> WHAT IS REQUIRED
Identify each line below that contains the word "hand", and copy it out.

> DATA FOR PROCESSING

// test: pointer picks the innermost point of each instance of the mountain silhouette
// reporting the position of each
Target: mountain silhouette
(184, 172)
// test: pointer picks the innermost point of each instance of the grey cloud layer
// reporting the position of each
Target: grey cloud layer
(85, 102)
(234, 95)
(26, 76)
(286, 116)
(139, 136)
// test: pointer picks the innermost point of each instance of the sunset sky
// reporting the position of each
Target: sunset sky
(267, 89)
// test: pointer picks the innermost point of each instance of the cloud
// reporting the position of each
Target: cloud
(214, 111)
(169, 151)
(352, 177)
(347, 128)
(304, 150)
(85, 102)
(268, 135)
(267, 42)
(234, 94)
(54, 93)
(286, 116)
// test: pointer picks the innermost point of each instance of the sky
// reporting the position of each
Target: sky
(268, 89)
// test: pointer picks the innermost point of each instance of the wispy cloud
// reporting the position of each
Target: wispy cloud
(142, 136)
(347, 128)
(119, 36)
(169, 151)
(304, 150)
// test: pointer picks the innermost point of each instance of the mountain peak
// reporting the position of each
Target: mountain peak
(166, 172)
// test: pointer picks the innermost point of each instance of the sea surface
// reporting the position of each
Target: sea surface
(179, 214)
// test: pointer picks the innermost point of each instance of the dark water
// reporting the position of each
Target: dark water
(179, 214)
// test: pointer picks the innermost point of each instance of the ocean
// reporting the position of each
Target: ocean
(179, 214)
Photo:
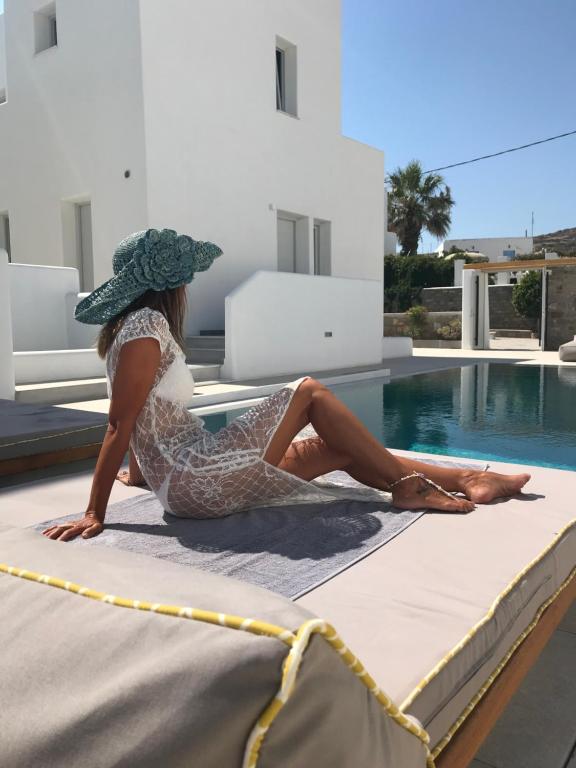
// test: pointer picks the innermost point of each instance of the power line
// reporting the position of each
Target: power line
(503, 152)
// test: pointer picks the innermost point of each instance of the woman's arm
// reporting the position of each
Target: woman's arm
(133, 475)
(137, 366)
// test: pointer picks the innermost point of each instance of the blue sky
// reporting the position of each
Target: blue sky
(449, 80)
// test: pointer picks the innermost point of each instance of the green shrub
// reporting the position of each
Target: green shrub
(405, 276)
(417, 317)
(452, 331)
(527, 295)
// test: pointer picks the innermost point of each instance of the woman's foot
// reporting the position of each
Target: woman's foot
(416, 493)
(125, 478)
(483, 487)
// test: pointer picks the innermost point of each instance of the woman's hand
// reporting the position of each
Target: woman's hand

--

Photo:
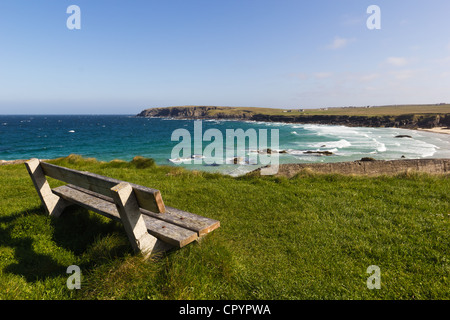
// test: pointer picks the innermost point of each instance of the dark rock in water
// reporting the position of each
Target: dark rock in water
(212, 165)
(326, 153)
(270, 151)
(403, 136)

--

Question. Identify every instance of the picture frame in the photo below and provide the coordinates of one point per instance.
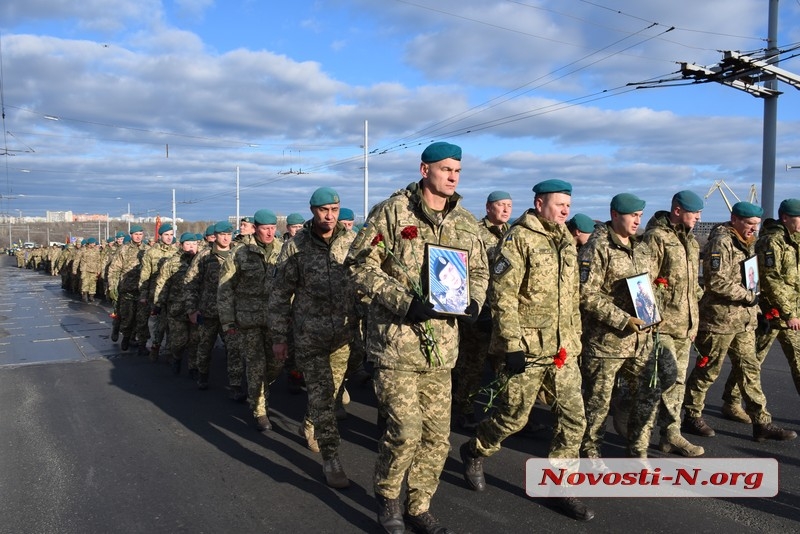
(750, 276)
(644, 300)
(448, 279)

> FINISHED EXERCISE
// test: pointer picks the innermost point of each instance of the woman's hand
Target: woman's hand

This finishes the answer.